Written task: Copy each line of the records below word for word, leaving out the pictures.

Data for this task:
--- Begin ---
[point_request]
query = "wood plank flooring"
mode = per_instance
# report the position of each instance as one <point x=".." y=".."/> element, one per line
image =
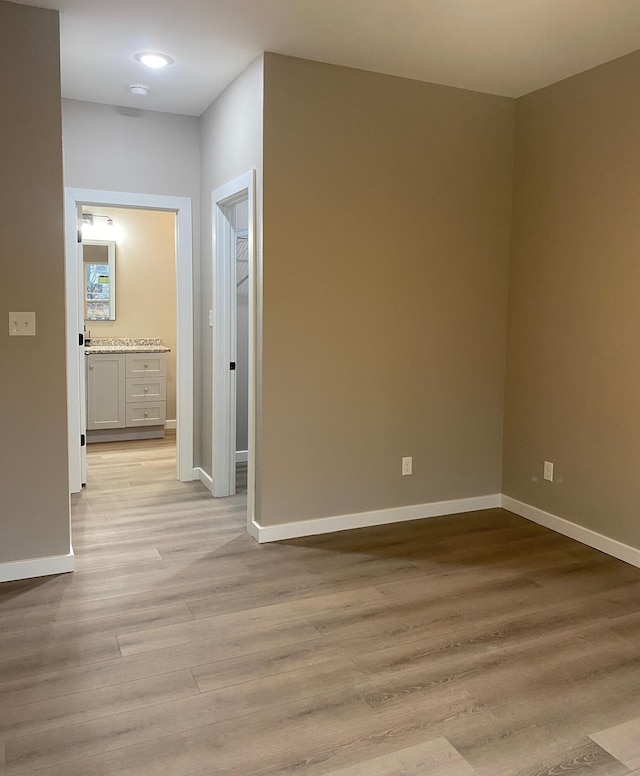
<point x="473" y="645"/>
--- End ---
Answer below:
[point_request]
query = "wood plank flooring"
mode = per_instance
# report the position of each instance as one <point x=".." y=".."/> element, one per line
image =
<point x="473" y="645"/>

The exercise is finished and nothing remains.